Copy out, word for word, the stretch of the entries below from the line containing "Look at the photo above. For each instance of the night" through the end of the entries.

-- Exercise inputs start --

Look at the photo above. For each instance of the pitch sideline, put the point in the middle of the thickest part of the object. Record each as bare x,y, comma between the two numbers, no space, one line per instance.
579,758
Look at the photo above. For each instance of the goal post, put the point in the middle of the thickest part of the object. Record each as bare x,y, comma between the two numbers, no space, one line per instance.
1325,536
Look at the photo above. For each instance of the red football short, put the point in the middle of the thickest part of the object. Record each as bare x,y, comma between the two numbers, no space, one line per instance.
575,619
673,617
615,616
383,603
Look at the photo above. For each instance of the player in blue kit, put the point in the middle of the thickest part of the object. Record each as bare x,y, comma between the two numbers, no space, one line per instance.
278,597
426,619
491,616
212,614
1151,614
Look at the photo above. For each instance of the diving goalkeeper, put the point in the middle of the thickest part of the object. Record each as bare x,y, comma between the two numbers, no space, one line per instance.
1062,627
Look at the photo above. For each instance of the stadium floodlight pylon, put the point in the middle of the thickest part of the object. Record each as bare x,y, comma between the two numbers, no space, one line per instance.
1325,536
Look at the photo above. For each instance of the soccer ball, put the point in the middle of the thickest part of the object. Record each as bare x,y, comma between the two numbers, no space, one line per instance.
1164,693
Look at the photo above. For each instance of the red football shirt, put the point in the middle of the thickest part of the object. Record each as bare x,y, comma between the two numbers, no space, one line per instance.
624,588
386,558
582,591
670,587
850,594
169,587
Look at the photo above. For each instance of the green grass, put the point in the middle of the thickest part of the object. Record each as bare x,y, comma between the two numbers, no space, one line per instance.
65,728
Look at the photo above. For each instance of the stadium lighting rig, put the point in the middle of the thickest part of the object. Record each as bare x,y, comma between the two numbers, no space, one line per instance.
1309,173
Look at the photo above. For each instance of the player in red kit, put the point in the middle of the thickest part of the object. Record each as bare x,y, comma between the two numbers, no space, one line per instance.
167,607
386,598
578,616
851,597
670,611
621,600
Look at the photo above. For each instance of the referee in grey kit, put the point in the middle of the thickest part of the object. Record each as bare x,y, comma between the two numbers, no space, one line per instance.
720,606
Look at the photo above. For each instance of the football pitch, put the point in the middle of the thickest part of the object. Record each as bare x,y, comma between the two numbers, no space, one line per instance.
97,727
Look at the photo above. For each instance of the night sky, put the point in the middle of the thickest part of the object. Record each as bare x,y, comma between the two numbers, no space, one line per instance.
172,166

-- Exercise inputs end --

**Finished exercise**
Look at the photo above. For each instance of the night sky, put the point in the middle of the thickest part of the object. Record each as bare x,y, comma between the two numbers, no space, one line per instance.
172,166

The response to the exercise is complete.